CHECK YOUR UNDERSTANDING:
1: In the news article on Iran, rewrite the part between "This week, Maj." and "Iranian news agencies.", inclusive, putting "next spring" in place of "this summer".
2: Does the news article on Iran support each statement below? Answer yes or no, and quote the words from the article that decide it.
(a) Hamidreza Taraghi heads the international affairs office of the Islamic Coalition Party.
(b) Ahmad Bakhshayesh teaches political science at the University of Tehran.
(c) Firoozabadi predicted the attack on the region would come in winter.
3: Carry on the news article on Iran from where it stops.

But instead of being cowed by the West's superior military power, Iran sought ways to step up its own pressure.
"Because the U.S. military configurations in the Persian Gulf are very similar to those before the Iraq invasion, and because the neoconservatives in the American administration are prone to this sort of stupidity and craziness, we have been fully prepared in terms of hardware and military arsenals but also software and information for electronic warfare," said Hamidreza Taraghi, head of the international affairs office of the Islamic Coalition Party, a conservative parliamentary group close to the Iranian leadership.
The clang and clatter of military hardware and rhetoric from all sides has trickled into Iran's daily discourse. Ordinary residents say they fear a U.S. attack is imminent and that they are powerless to prevent it.
"Will the Americans attack?" is the question on the lips of every Iranian who meets a foreign reporter.
Investigative reporter Seymour Hersh's New Yorker articles detailing U.S. plans to attack Iran, and a Russian newspaper report specifying this Friday as the day for U.S. airstrikes have made the rounds of blogs and Persian-language satellite channels.
Ahmad Bakhshayesh, a professor of political science at Tehran's Allameh Tabatabai University, suggested Iranians thought the British naval personnel were assigned to test Iranian military readiness.
"One scenario is that their intrusion was a prelude for a large-scale assault," he said.
This week, Maj. Gen. Hassan Firoozabadi, Iranian armed forces chief of staff, predicted that the U.S. and Israel would launch a massive attack on the region this summer.
"International Zionism and the Palestine-usurping Israel with the support of the reactionary neoconservatives of the U.S. are preparing a new plan," he said, according to Iranian news agencies.
"Americans and the West will lose with this plan," he said. "But the Islamic countries are in danger."
Instead of opening its nuclear technology facilities to inspectors, Taraghi said, the government is more cautious than ever about revealing details of its program to inspectors so that the information "cannot be used against [us] in any likely war waged" by the West.

Referring expression data:
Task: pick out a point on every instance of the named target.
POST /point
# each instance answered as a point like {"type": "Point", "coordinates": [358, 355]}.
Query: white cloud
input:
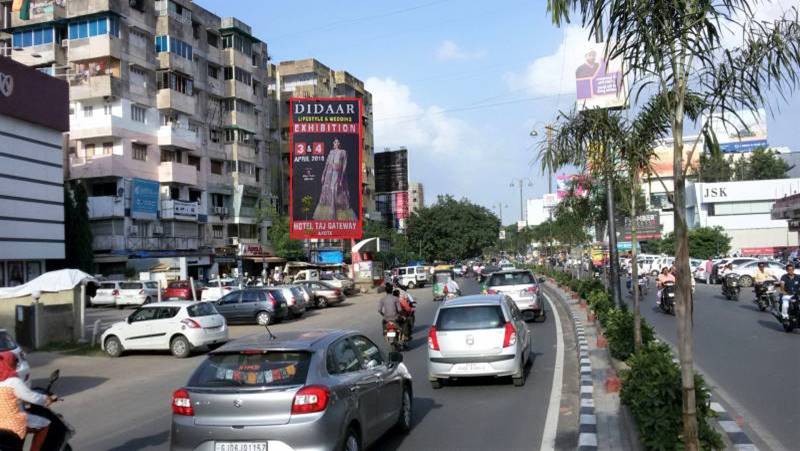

RESPONSES PER TASK:
1:
This week, Maj. Gen. Hassan Firoozabadi, Iranian armed forces chief of staff, predicted that the U.S. and Israel would launch a massive attack on the region next spring.
"International Zionism and the Palestine-usurping Israel with the support of the reactionary neoconservatives of the U.S. are preparing a new plan," he said, according to Iranian news agencies.

2:
(a) Yes: "head of the international affairs office of the Islamic Coalition Party"
(b) No: "a professor of political science at Tehran's Allameh Tabatabai University"
(c) No: "would launch a massive attack on the region this summer"

3:
"We should not volunteer information regarding our nuclear sites, as they may be misused by Americans," he said.
Iran says its program is intended for peaceful purposes. Western nations allege it is the prelude to a nuclear weapons program.
The United Nations Security Council has imposed sanctions on Iran over its failure to halt uranium enrichment.
The Iranian government's increasingly bellicose tone and its suspicion of Western motives also may be the result of being backed into a corner and inundated daily with domestic threats and plots, said Christopher Rundle, a former British diplomat to Iran and honorary president of the Institute of Iranian Studies at Durham University in Britain.
"Iran is full of conspiracy theories, and some of them may be right," he said. "The Americans might be supporting Baluchi and Arab separatists. There is a concerted effort to destabilize Iran."
The attempt by Iranian hard-liners to call the U.S.-led bluff, however, may have backfired both internationally and domestically. Western diplomats in Tehran say hard-liners grossly underestimate the effect of public opinion and mass media in Britain and the U.S.
Iran's strident statements and use of British prisoners as propaganda tools have shocked those who advocated cautious diplomacy for addressing the dilemmas Iran poses.
Analysts say Iran did not expect that the British would go to the U.N. Security Council and rally support from European countries such as Germany.
"I do think they've miscalculated," Rundle said. "Not many people trusted the current government internationally. And they'll trust them even less now."